[BEGIN EXTRACT PROVIDED]

Grandiose plans to be a famous author and “child expert” six years ago were quickly dashed during the recession after I self-published my first book, The New Physics of Childhood (IUniverse, 2009).  Not only was it rejected by many because I did not have a credential behind my name like, PhD., MSW, EdD., etc. I realized that the tone of it (due to a lifetime of pent-up experiences) was somewhat arrogant and harsh. I began the rewrite immediately, along with edits by several professionals. Then the publishing industry took a dive and so did my income. It was time to set idealistic dreams aside and make way for Plan X.

Foreclosure, bankruptcy and divorce (in that order) were juxtaposed to my extinguished author dreams. I knew that the once well-paid work I had done earlier as a caregiver was a very temporary replacement and sabbatical to my teaching career, yet this job title had lasted for over a decade and seemed it was my only real option for earning income forever, unless I had a Master’s Degree! With a Master’s, I could finally earn the respect of my years, since wrinkles don’t show well on a resume. After researching and allowing the dream to simmer, I knew that a Master’s in Public Health was the only way for me. It would allow me to focus on my passion for Preventive Health Education, while also giving me incredible opportunities to influence public policy and the health of communities. It would also provide me with the potential for a real income and benefits so I can rebuild my life and my nest egg before I allow myself the luxury of retirement in my mid-70’s.

I could have never imagined that when everything was gone, save my beautiful family, that the only option was actually the dream I had so wanted, yet had never uttered or allowed myself to think of. This dream also occupies the same space as my dream to be a well-known and respected author one day. *

For now, the reality is one dream at a time! I prepared for two years by taking brush-up courses and using the time to finally become fluent in Spanish. All of my experiences and preparation in the last two and a half years got me accepted to the 3 programs I applied for! In August, I begin my journey in San Francisco State University’s MPH Program in Community Health Education. Yeah!!!!!!

I am saving money by couch-surfing for a month, while I work in my field of choice, in preparation for grad school. I am not thrilled about taking any student loans out and am hoping my second year in school is funded solely by scholarships and part-time work. I have a lot to accomplish professionally, and am committed to being a full participant in my graduate school experience.

[END EXTRACT PROVIDED]
[BEGIN DATA IN THIS EXERCISE]

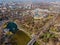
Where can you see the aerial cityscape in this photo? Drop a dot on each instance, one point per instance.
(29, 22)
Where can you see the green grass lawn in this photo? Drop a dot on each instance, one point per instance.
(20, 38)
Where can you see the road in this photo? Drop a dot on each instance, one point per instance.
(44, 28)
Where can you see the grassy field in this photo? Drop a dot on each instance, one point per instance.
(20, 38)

[END DATA IN THIS EXERCISE]
[BEGIN DATA IN THIS EXERCISE]

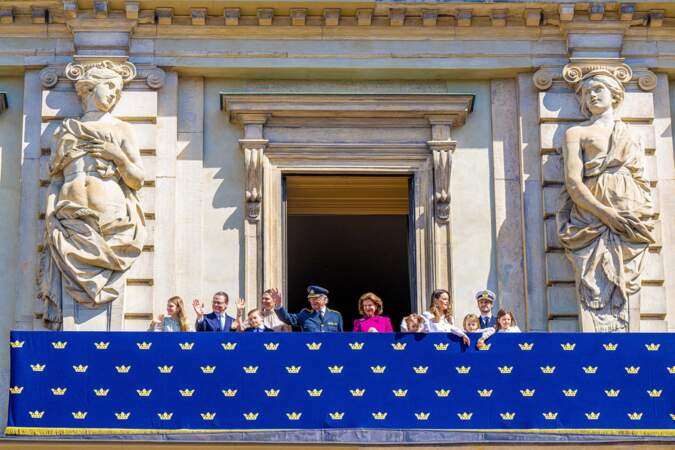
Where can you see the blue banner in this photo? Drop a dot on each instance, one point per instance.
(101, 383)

[END DATA IN THIS EXERCISE]

- DIRECTIVES:
**a)** In the essay on returning to graduate school, repeat everything from "I could have" down to "Health Education. Yeah!!!!!!", word for word.
**b)** Identify each line of the records that contains the string "photo", matching case exactly, and copy those lines.

- ANSWER SET:
**a)**
I could have never imagined that when everything was gone, save my beautiful family, that the only option was actually the dream I had so wanted, yet had never uttered or allowed myself to think of. This dream also occupies the same space as my dream to be a well-known and respected author one day. *

For now, the reality is one dream at a time! I prepared for two years by taking brush-up courses and using the time to finally become fluent in Spanish. All of my experiences and preparation in the last two and a half years got me accepted to the 3 programs I applied for! In August, I begin my journey in San Francisco State University’s MPH Program in Community Health Education. Yeah!!!!!!

**b)**
Where can you see the aerial cityscape in this photo? Drop a dot on each instance, one point per instance.
Where can you see the green grass lawn in this photo? Drop a dot on each instance, one point per instance.
Where can you see the road in this photo? Drop a dot on each instance, one point per instance.
Where can you see the grassy field in this photo? Drop a dot on each instance, one point per instance.
Where can you see the blue banner in this photo? Drop a dot on each instance, one point per instance.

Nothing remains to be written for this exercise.